Task brief: Switch every instance of "Annotation guideline" in the data below to "Labeling instruction". Reproduce everything else unchanged.

>> Begin Data section

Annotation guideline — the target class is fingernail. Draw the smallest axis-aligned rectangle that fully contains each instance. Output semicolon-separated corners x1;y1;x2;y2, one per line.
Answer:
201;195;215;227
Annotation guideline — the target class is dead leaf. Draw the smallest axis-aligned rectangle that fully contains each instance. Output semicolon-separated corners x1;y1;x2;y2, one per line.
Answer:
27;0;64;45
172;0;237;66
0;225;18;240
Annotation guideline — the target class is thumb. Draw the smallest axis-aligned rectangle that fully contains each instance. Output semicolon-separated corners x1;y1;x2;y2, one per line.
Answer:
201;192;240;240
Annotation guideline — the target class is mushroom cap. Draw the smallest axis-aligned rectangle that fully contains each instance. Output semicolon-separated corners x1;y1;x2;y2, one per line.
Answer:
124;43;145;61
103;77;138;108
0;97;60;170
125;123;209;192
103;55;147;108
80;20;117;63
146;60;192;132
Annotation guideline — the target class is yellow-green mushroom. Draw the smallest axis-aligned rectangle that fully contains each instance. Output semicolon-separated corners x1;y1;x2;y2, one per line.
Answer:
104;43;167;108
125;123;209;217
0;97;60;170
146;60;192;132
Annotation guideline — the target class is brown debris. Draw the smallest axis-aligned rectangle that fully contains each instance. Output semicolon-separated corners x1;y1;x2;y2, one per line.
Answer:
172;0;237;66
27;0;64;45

>> End Data section

Correct output:
Labeling instruction — the target class is fingernail. Draw the smallest axis-aligned rectangle that fully contains each instance. Output semicolon-separated corners x1;y1;x2;y2, one per line.
Answer:
201;195;215;227
Labeling instruction — the target class is dead leaf. Draw the smallest axis-aligned rectangle that fully contains each instance. Output semicolon-separated corners x1;y1;x2;y2, one per line.
Answer:
27;0;64;45
172;0;237;66
0;225;18;240
Labeling instruction — the target class is thumb. Draw the smallest axis-aligned rectangle that fully contains each instance. Output semicolon-separated corners x1;y1;x2;y2, one per line.
Answer:
201;192;240;240
Labeling instruction — the target class is mushroom cap. Draw the smallest axis-aligned rectangle that fully contains each instance. Output semicolon-separated corners x1;y1;x2;y2, one per line.
Answer:
124;43;145;61
103;77;138;108
0;97;60;170
125;123;209;192
103;55;147;108
80;20;117;63
146;60;192;132
Labeling instruction — the target class is yellow-green mushroom. Draw the smallest axis-aligned rectangle that fully contains each instance. Output semicolon-separated corners x1;y1;x2;y2, one per line.
Answer:
104;43;167;108
125;123;209;217
0;97;60;170
146;60;192;132
Labeling instruction — the target class is brown debris. Draw the smallest axis-aligned rectangle that fully contains each instance. Output semicolon-separated corners x1;y1;x2;y2, one per line.
Answer:
172;0;237;66
27;0;64;45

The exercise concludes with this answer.